- YOUR OBJECTIVE -
Could you rewrite every line from the line with "forehead by returning a bounding box for each" through the line with "[209,68,221,186]", offsetting each bounding box coordinate by adding 70 to it?

- AVAILABLE DATA -
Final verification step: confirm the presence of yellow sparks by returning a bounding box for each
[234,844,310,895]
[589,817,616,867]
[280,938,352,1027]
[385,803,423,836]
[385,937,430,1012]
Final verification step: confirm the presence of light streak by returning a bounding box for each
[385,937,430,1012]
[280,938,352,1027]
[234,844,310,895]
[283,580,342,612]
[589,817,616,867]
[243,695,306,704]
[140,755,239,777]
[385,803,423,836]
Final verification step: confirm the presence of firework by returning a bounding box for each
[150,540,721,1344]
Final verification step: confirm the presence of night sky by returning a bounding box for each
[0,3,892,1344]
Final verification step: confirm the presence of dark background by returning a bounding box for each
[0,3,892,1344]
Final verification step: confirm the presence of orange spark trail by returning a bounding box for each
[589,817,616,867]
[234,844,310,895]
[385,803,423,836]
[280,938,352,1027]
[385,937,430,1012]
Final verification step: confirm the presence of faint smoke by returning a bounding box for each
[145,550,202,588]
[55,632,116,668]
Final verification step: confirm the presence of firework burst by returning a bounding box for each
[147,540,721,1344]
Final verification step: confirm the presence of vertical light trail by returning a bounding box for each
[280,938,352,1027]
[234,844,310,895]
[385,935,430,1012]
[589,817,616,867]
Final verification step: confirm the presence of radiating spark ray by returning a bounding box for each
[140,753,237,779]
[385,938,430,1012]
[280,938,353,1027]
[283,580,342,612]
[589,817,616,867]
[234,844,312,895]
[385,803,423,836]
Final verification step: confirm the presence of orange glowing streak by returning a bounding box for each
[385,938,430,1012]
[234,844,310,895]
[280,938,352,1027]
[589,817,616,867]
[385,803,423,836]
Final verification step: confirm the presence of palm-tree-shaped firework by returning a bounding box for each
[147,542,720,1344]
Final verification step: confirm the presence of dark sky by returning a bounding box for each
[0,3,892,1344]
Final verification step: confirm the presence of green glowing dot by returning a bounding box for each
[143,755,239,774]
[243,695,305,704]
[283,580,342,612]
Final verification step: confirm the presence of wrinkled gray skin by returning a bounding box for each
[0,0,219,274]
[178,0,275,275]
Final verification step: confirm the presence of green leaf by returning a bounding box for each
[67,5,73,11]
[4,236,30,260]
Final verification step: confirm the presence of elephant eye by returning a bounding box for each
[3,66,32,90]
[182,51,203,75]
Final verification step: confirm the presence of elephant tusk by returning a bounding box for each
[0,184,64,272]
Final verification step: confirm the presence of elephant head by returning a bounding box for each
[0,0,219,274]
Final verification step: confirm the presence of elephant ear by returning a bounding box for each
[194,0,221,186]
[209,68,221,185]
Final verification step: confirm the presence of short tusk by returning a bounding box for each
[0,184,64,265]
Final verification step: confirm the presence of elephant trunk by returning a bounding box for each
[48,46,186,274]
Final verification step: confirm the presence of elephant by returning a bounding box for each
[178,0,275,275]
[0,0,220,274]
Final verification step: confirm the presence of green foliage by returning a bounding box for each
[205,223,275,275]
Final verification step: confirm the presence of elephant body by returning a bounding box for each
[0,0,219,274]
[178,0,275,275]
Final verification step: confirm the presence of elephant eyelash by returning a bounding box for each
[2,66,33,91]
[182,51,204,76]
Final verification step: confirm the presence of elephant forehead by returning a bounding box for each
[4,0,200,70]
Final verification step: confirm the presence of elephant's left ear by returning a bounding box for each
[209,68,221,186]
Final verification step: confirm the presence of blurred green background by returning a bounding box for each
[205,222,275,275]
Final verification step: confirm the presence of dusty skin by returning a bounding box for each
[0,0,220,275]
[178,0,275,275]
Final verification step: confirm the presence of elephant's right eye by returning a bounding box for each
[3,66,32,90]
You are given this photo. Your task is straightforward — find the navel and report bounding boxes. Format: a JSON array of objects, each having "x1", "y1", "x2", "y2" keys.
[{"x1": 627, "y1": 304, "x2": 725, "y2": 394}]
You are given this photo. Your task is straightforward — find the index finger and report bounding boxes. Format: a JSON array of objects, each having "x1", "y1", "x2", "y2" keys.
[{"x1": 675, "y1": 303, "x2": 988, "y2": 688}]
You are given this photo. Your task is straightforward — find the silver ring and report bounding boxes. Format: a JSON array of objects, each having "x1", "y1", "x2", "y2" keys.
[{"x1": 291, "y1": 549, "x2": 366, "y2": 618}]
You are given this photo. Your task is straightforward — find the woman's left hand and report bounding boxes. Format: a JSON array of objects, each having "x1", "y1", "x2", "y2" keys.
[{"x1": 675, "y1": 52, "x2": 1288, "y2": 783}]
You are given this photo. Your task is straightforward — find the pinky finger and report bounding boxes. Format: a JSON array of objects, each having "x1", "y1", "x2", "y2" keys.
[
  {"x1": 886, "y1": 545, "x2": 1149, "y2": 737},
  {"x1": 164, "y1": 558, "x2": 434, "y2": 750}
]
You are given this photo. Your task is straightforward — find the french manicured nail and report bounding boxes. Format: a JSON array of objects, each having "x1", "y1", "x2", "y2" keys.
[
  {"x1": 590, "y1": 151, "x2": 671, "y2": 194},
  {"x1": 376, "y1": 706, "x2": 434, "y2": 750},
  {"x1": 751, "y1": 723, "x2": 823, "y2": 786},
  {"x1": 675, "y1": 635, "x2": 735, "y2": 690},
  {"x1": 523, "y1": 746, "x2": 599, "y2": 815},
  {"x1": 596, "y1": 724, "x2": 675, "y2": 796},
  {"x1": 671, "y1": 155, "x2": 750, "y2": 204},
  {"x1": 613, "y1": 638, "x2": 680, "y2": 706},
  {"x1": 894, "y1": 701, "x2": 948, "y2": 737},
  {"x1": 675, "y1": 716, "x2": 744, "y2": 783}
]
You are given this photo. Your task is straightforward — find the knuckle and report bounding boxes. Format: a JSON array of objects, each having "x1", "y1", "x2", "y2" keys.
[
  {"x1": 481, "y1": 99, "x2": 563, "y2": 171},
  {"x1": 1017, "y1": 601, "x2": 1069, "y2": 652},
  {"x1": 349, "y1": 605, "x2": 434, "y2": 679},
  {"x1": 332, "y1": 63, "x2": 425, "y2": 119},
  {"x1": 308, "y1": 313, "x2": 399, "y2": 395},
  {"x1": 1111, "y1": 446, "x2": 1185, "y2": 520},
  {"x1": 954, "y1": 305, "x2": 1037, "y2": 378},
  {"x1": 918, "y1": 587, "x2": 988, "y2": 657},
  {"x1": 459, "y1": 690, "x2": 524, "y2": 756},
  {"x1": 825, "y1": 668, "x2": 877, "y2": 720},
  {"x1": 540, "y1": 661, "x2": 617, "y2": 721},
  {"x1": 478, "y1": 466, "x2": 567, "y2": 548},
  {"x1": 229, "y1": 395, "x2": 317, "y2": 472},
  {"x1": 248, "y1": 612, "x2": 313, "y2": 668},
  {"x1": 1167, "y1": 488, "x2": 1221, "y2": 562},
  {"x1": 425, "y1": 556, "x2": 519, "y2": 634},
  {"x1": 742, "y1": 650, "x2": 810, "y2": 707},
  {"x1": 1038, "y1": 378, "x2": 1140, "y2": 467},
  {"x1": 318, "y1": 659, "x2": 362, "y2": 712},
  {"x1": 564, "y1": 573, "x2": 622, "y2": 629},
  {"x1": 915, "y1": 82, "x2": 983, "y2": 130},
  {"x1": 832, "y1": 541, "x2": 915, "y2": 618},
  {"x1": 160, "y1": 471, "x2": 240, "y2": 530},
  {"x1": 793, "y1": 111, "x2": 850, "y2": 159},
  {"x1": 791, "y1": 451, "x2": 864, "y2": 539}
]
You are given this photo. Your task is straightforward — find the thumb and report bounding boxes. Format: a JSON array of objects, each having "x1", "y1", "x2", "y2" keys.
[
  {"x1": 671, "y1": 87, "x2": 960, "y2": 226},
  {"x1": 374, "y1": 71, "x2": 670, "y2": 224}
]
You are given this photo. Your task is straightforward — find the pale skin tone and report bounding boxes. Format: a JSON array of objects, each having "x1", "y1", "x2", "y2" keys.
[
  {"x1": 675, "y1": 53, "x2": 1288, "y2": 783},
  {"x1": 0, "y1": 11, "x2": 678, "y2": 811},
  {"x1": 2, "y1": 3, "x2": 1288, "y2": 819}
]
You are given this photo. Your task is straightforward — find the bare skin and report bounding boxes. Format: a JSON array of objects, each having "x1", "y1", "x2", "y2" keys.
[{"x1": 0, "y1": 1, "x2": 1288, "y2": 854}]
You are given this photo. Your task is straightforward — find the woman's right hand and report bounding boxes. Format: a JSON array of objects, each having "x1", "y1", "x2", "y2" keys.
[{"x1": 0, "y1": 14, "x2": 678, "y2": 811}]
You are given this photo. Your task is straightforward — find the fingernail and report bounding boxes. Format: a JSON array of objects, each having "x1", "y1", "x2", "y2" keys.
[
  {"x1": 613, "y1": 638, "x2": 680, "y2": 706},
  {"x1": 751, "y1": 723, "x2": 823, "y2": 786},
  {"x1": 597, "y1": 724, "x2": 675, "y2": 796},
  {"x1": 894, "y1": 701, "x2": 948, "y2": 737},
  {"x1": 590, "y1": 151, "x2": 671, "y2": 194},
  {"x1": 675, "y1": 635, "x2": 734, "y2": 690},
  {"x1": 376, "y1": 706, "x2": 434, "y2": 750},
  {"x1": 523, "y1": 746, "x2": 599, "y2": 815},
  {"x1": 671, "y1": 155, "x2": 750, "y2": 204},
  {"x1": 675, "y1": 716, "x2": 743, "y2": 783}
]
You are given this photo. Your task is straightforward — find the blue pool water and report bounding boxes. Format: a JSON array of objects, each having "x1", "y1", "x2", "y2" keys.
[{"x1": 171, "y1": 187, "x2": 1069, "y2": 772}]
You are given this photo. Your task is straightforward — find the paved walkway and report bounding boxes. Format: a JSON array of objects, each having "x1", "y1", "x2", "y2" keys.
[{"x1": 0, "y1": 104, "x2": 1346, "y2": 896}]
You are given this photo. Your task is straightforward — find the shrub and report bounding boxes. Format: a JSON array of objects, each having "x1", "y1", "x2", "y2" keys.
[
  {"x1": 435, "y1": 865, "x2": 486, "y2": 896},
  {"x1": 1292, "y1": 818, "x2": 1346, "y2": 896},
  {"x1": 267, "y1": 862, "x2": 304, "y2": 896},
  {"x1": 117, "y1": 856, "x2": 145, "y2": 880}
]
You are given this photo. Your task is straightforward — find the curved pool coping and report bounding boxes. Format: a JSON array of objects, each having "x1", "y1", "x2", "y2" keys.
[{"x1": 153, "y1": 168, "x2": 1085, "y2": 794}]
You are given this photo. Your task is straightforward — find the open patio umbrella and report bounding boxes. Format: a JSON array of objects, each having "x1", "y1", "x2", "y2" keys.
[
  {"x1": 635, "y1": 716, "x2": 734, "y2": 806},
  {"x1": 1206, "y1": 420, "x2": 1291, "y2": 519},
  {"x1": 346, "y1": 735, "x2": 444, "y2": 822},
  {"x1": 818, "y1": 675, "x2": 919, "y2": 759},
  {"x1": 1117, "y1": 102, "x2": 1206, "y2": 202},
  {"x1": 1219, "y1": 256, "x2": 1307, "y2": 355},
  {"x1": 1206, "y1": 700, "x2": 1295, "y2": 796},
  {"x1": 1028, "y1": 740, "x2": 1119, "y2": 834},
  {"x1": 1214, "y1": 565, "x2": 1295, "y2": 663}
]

- FULL ANSWER -
Final verification step: confirm the presence of elephant forehead by returning a bounding box for each
[74,70,270,140]
Final verification step: confirm the presence of elephant's left ear by returning a bounding box for each
[279,138,291,256]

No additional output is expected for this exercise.